From the line that includes "If you could tag the leafy" down to the final line of the data below, copy every line exactly and leave the rest out.

* _Collection entries_
-- Opening Marker --

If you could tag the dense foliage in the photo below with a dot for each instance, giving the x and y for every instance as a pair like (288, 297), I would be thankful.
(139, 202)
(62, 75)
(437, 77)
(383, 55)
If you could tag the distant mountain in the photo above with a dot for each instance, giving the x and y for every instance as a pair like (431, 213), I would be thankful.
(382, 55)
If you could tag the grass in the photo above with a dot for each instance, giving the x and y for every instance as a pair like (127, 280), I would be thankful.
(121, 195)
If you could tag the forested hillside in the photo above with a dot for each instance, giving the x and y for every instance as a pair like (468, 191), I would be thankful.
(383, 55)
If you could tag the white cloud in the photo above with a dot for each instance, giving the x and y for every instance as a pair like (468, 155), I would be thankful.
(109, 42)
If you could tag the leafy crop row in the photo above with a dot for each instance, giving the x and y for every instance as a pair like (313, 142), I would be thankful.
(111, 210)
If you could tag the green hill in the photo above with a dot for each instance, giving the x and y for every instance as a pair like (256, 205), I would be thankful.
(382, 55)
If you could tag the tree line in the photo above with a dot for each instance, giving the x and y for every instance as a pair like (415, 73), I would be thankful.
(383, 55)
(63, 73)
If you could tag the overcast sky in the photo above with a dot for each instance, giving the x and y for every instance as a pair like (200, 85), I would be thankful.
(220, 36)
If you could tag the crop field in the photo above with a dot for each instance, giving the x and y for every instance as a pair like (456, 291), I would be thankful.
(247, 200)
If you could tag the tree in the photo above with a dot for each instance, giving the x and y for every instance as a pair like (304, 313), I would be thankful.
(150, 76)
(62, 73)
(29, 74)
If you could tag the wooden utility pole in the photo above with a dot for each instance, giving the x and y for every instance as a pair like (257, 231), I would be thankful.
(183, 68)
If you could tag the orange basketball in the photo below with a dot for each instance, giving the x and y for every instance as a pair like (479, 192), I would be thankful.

-- Closing Marker --

* _Solution to this task_
If you could tag the leafy crop row in the photo above with a dot for each instance, giving the x and y for every instance as a pair like (313, 142), I would be thankful.
(111, 210)
If you could tag the green hill in the photo above with a dot for each instance, giving the x and y for every instance as a pair like (256, 205), I would be thankful.
(382, 55)
If you could tag the tree line in the photo above with a dot for each instance, giving the x and y for every instance as a pair like (415, 73), I would be thankful.
(383, 55)
(63, 73)
If you could tag the overcast sky in the photo above with a dot for each instance, giving the x and y for every instance as a pair like (200, 85), I would be thankful.
(220, 36)
If you could tag the crop field in the photo above with a dot for each instance, giving the x and y for every instance as a pair like (456, 291), I would be thankful.
(247, 200)
If you could tag the tree in the photo above with a dot for each instance, giving the x and y for every instance as a pair like (304, 313), I would be thankful.
(150, 76)
(62, 73)
(29, 74)
If you could tag the wooden utility pole in the photo above with a dot for each instance, giving the x and y for every instance as a pair like (257, 231), I would be thankful.
(183, 68)
If you could tag the orange basketball in the photo below with a dot for each instance, giving the x and y for every instance as a pair like (479, 192), I would be thankful.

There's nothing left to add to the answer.